EXERCISE 1: Do these statements agree with the piece on settlement loans: (a) most cases submitted for pre-settlement loans are approved, (b) pro se cases are those brought by plaintiffs without legal counsel, (c) filing a lawsuit today is described as difficult? Answer yes or no for each and quote the deciding words.
EXERCISE 2: Could you carry the piece on settlement loans forward from its final sentence?

EXCERPT PROVIDED:
Great! My case qualifies for a settlement loan. What does that mean? More importantly, of the cases that “qualify,” how many actually obtain settlement loans? What makes the difference?
The industry out of which lawsuit funding is spawned is quite intriguing. Since I’ve been involved with this industry, viewing it through the eyes of both an attorney and healthcare provider, one thing is unmistakably clear – the vast majority of cases that are submitted for pre-settlement loans get denied right out of the starting-gait! To what can this be attributed?
Unequivocally, the vast majority of individuals who seek settlement loans are unable to demonstrate that they’ve sustained any specific losses/injuries. For those individuals who are unable to demonstrate such losses/injuries, it is extremely unlikely that they will prevail in the underlying lawsuit. It would be virtually impossible for them to succeed in obtaining settlement loans.
The process of filing a lawsuit today is quite easy. Nonetheless, there is a vast distance between filing a lawsuit and prevailing in the lawsuit filed. Defendants are likely to disagree with your theory of the case. (If this weren’t so, it is unlikely that the current litigation would be a consideration. Furthermore, the insurances carrier’s coffers are found locked in the absence of persuasive evidence that their insureds are indeed liable for injuries/losses alleged.
To get funded, remember, it is your responsibility to accurately document the actual harm imposed and the defendant’s liability. Hence, the need, in almost all cases, to retain competent legal counsel.
Frequently, plaintiffs come to us requesting lawsuit loans in pro se cases. Such cases are those brought by plaintiffs without legal counsel. A key fact to bear in mind when pursuing settlement loans, “No attorney, no funding!” Most lawsuit funding entities are not sufficiently foolish to place hopes of prevailing in the litigation for which funding is sought on the acumen of a pro se litigant.

Collected data entries:
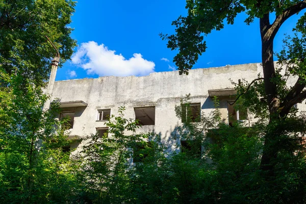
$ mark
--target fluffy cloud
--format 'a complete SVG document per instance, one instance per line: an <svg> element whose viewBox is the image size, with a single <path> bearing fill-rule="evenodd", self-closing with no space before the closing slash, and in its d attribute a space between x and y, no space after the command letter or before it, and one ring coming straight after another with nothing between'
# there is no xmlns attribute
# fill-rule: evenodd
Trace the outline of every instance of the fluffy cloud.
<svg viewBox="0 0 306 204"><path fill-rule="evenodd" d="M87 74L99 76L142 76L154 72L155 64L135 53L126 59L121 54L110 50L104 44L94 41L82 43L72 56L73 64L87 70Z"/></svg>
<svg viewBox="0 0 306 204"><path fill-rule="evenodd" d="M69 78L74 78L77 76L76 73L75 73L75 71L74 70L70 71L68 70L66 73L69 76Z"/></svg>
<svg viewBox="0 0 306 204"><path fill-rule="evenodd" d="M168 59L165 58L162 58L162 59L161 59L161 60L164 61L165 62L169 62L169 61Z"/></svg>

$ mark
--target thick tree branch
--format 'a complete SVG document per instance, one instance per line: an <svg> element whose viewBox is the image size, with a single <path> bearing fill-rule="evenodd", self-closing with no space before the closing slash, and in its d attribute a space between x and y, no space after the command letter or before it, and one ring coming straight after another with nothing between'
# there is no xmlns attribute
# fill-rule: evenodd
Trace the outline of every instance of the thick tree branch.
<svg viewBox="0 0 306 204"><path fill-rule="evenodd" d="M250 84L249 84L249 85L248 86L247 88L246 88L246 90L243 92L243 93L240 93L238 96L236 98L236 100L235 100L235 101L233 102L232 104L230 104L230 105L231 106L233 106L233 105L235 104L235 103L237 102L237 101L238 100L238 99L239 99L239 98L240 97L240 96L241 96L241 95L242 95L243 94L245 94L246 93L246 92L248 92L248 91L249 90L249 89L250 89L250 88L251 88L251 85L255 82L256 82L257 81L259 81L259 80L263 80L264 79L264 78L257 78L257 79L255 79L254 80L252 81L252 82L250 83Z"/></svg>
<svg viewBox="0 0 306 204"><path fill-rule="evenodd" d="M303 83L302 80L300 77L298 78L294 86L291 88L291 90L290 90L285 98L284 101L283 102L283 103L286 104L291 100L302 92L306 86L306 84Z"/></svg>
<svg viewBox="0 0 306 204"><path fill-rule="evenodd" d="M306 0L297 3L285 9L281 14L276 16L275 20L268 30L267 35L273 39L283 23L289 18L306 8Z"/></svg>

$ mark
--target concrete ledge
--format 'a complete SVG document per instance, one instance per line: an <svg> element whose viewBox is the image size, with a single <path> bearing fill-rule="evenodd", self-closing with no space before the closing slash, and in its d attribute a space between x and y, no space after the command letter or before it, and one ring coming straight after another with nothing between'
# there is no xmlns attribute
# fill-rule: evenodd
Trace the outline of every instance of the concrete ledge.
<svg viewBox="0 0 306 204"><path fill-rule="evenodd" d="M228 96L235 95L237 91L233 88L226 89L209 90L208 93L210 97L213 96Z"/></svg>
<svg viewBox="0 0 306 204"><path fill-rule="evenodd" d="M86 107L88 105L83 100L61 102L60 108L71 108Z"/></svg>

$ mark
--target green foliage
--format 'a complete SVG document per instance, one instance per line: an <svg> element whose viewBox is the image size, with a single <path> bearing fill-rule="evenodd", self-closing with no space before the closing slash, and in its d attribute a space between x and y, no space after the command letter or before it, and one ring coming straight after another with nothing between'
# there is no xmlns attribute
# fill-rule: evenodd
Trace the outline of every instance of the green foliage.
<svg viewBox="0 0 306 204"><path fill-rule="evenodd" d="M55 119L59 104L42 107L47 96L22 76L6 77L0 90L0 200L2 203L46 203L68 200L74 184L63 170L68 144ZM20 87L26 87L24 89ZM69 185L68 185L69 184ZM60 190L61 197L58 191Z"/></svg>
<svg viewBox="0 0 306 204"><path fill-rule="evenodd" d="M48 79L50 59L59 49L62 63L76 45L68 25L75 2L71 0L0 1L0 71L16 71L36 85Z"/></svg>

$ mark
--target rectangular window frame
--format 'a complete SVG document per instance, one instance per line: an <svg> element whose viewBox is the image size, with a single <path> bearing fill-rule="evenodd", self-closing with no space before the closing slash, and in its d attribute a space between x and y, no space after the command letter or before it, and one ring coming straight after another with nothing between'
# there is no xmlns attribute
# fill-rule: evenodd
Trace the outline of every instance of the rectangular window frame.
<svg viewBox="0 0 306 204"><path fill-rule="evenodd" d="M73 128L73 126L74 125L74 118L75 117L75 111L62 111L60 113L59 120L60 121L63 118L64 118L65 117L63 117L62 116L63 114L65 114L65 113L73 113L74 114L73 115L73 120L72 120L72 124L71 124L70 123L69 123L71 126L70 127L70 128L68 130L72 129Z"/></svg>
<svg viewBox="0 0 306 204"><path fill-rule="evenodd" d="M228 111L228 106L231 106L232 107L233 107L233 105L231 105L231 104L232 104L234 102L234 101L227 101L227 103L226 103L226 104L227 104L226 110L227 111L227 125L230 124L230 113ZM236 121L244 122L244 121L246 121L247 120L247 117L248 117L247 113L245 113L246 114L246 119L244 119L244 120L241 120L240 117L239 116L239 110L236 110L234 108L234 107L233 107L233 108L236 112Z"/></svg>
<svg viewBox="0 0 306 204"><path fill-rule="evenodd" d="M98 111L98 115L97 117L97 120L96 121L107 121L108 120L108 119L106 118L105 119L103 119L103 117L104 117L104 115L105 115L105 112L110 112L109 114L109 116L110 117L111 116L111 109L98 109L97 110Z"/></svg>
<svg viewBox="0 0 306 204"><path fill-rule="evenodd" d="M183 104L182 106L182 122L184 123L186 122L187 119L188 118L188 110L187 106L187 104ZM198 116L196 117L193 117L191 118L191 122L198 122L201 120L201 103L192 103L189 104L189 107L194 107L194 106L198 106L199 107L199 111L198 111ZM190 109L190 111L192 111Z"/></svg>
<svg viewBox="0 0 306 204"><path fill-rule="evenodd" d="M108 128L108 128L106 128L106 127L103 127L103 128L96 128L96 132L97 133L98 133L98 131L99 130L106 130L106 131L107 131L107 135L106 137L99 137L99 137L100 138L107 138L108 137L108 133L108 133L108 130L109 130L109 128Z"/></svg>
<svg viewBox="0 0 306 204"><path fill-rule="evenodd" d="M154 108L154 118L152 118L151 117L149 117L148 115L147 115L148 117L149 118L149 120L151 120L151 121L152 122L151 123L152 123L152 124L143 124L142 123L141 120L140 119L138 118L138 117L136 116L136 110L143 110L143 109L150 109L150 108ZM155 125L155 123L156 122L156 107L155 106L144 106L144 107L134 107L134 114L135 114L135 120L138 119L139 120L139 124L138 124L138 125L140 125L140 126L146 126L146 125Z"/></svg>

RESPONSE BOX 1:
(a) No: "the vast majority of cases that are submitted for pre-settlement loans get denied right out of the starting-gait!"
(b) Yes: "Such cases are those brought by plaintiffs without legal counsel."
(c) No: "The process of filing a lawsuit today is quite easy."

RESPONSE BOX 2:
In Law, the following adage is frequently echoed: “The attorney who represents himself/herself has a fool for a client.” This is generally true for attorneys and almost certainly true for lay-plaintiffs vying against defendants, insurance company defense attorneys et al.
Those pursuing lawsuit funding must also be prepared to proffer expert opinions/testimony that clearly establishes a mechanism that would likely produce the injuries claimed. Illustrative of this point is a recent case filed with Legal Settlement Loans regarding “toxic mold.” The case is dead-in-the-water unless and until reputable expert testimony/opinion is proffered.
Success in obtaining settlement loan essentially relies on three key components: (1) the plaintiff must retain competent legal counsel; (2) it is wise to only submit claims for lawsuit loans for which injuries are clearly demonstrable; and (3) the plaintiff must be prepared to produce an expert who is both reputable and able to satisfactorily communicate the link between the alleged incident and the injuries arising from that incident. (Such testimony may be obtained either by depositions or written opinions, to name but a few methods.)
The vast majority of funding-entities offer virtually no guidance to those who seek settlement loans. However, litigation funding experts work very closely with their clients to assist them in finding the pre-settlement loans that are most applicable to the cases submitted. Additionally, these litigation funding experts will work closely with clients to assist them in finding the funding-entities that have the financing arrangements that are most desirable for the client’s needs. (Additionally, they will assist their clients in obtaining the funding as quickly as possible.)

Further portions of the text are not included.